+++ Input records +++

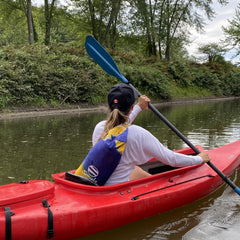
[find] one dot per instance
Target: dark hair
(122, 97)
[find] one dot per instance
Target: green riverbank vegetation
(43, 62)
(44, 76)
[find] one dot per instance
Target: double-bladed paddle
(106, 62)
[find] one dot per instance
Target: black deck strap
(8, 215)
(79, 179)
(50, 231)
(192, 179)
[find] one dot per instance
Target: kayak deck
(80, 210)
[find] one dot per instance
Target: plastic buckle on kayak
(8, 215)
(50, 231)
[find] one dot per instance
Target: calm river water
(34, 148)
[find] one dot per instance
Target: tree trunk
(30, 22)
(48, 20)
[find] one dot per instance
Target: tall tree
(213, 51)
(49, 9)
(232, 32)
(26, 7)
(166, 20)
(102, 15)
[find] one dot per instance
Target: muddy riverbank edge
(81, 109)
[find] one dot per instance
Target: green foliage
(52, 76)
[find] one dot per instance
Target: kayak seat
(79, 179)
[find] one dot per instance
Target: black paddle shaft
(179, 134)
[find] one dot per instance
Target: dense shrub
(39, 76)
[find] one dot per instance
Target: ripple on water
(221, 221)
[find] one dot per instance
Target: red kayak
(66, 209)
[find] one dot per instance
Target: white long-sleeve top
(140, 148)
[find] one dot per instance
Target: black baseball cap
(121, 96)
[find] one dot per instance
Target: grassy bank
(40, 76)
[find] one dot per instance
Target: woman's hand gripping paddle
(106, 62)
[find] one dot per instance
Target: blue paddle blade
(102, 58)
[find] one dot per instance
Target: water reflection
(36, 148)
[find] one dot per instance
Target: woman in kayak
(119, 147)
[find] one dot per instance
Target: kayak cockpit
(154, 167)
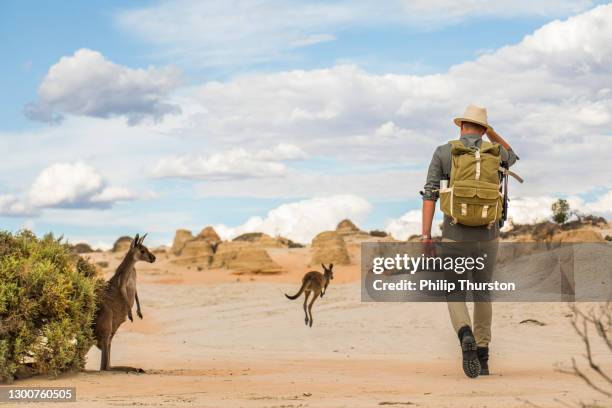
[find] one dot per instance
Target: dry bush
(592, 325)
(47, 303)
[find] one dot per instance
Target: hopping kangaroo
(117, 299)
(317, 283)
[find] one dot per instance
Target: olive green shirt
(440, 167)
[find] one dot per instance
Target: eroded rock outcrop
(329, 247)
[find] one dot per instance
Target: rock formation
(244, 257)
(209, 234)
(329, 247)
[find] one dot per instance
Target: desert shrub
(82, 248)
(561, 211)
(47, 303)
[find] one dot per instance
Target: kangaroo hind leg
(310, 307)
(105, 361)
(306, 295)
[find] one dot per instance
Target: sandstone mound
(582, 235)
(244, 257)
(196, 251)
(263, 240)
(329, 247)
(122, 244)
(347, 227)
(209, 234)
(180, 238)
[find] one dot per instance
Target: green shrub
(561, 211)
(47, 304)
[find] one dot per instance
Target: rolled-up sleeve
(434, 173)
(508, 156)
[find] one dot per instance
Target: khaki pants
(483, 311)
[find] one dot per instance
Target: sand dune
(210, 338)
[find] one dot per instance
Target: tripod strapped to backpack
(504, 172)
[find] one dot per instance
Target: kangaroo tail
(297, 295)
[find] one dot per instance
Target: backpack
(473, 196)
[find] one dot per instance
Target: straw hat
(474, 114)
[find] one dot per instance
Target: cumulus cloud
(88, 84)
(233, 164)
(209, 33)
(74, 185)
(302, 220)
(410, 224)
(548, 95)
(12, 206)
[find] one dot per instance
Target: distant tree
(561, 211)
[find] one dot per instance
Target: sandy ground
(214, 339)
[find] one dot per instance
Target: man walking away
(469, 162)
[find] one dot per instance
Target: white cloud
(548, 95)
(233, 164)
(12, 206)
(210, 33)
(88, 84)
(410, 224)
(74, 185)
(302, 220)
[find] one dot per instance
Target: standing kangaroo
(317, 283)
(117, 299)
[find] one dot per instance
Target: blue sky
(185, 114)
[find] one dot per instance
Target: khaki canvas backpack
(473, 195)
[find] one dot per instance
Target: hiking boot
(471, 365)
(483, 358)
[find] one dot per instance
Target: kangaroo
(317, 283)
(116, 301)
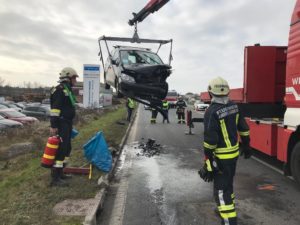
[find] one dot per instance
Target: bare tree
(2, 81)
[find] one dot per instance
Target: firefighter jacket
(165, 106)
(62, 103)
(130, 103)
(222, 124)
(180, 105)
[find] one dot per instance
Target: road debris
(149, 149)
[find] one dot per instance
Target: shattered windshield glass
(129, 57)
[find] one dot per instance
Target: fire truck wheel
(295, 162)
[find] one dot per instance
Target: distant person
(153, 115)
(165, 109)
(223, 124)
(180, 109)
(62, 103)
(130, 105)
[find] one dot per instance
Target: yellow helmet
(218, 86)
(67, 72)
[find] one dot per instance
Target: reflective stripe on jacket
(131, 103)
(165, 105)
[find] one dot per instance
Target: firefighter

+++

Your task is to restate every record word for word. Omit all pictures.

[find] one dot per instance
Target: dark hair
(122, 97)
[find] one dot per instance
Target: green riverbank vegetation
(43, 62)
(44, 76)
[find] one dot per instance
Target: double-bladed paddle
(106, 62)
[find] one dot per instance
Target: black deck strap
(8, 215)
(79, 179)
(50, 231)
(192, 179)
[find] one dot per instance
Target: kayak deck
(80, 210)
[find] one dot per instance
Target: plastic buckle on kayak
(8, 215)
(50, 231)
[find] one dot per instance
Target: calm river water
(34, 148)
[find] one dot per instance
Target: tree trunk
(30, 22)
(48, 20)
[find] one dot per instance
Target: tall tree
(213, 51)
(49, 9)
(232, 32)
(26, 7)
(166, 20)
(102, 15)
[find] one dot per instance
Target: muddy riverbank edge
(81, 109)
[find] one dot per instance
Target: green foliage
(52, 76)
[find] one dot per instance
Target: kayak seat
(79, 179)
[find] one dot per instance
Target: black paddle shaft
(179, 134)
[find] one dot per instance
Target: dense shrub
(39, 76)
[find] one dot per instance
Target: ripple on water
(221, 221)
[find] one dot per instance
Target: red kayak
(66, 209)
[find] one dot per instance
Target: white long-sleeve top
(140, 148)
[find] one dot per instance
Target: black baseball cap
(121, 96)
[find] one dot per instance
Target: grassy bank
(40, 76)
[find] one dot per instance
Target: woman's hand gripping paddle
(106, 62)
[find] one dot per instance
Target: blue paddle blade
(102, 58)
[find] one dot per instance
Target: water reflection
(36, 148)
[find] one dot per instance
Target: woman in kayak
(119, 147)
[find] one dot per instance
Target: kayak cockpit
(154, 167)
[find] one dot per instance
Target: dry bush
(592, 325)
(47, 303)
[find] one dot per instance
Target: hopping kangaroo
(117, 299)
(317, 283)
[find] one dot per instance
Target: olive green shirt
(440, 167)
[find] one dot per instance
Target: eroded rock outcrop
(329, 247)
[find] one dot per instance
Target: rock formation
(244, 257)
(209, 234)
(329, 247)
[find] one dot per instance
Target: desert shrub
(82, 248)
(561, 211)
(47, 303)
[find] one dot per instance
Target: kangaroo hind leg
(310, 307)
(105, 361)
(306, 295)
[find] one dot per instance
Target: sandstone mound
(582, 235)
(244, 257)
(196, 251)
(263, 240)
(329, 247)
(122, 244)
(347, 227)
(209, 234)
(180, 238)
[find] one dot per instance
Target: green shrub
(561, 211)
(47, 304)
[find] one dot per instance
Target: rolled-up sleeve
(434, 173)
(508, 156)
[find] one dot per instance
Target: khaki pants
(483, 311)
[find] one dot per instance
Target: sand dune
(210, 338)
[find] one dot per instance
Target: tripod strapped to backpack
(504, 172)
[find] one dot per instance
Target: kangaroo tail
(297, 295)
[find] one dot per instance
Target: backpack
(473, 196)
[find] one dot per instance
Target: straw hat
(474, 114)
[find] one dot per instance
Target: cumulus cloud
(88, 84)
(233, 164)
(209, 33)
(74, 185)
(302, 220)
(410, 224)
(548, 95)
(12, 206)
[find] one dot per instance
Target: distant tree
(561, 211)
[find] one dot per instance
Target: sandy ground
(214, 339)
[find] one dot per instance
Target: man walking away
(469, 162)
[find] one dot per instance
Target: white cloud
(548, 95)
(233, 164)
(12, 206)
(210, 33)
(88, 84)
(410, 224)
(74, 185)
(302, 220)
[find] one dot per instance
Target: standing kangaroo
(317, 283)
(117, 299)
[find] one dot per instance
Target: blue sky
(185, 114)
[find] one dot per instance
Target: khaki canvas backpack
(473, 195)
[find] one dot per instance
Target: hiking boot
(471, 365)
(483, 358)
[find] one dot per instance
Target: kangaroo
(317, 283)
(116, 301)
[find] one dot per instance
Target: bare tree
(2, 81)
[find] one dot per instance
Target: firefighter jacket
(165, 106)
(62, 103)
(130, 103)
(222, 124)
(180, 105)
[find] one dot per instance
Target: road debris
(149, 149)
[find] one dot per instance
Target: shattered windshield glass
(129, 57)
[find] one dot per instance
Target: fire truck wheel
(295, 162)
[find] one dot per instance
Target: distant person
(153, 115)
(165, 109)
(223, 124)
(180, 109)
(62, 103)
(130, 105)
[find] one dot per instance
Target: yellow helmet
(218, 86)
(67, 72)
[find] one dot per instance
Target: reflective stripe on jacket
(131, 103)
(165, 105)
[find] one dot per instance
Target: firefighter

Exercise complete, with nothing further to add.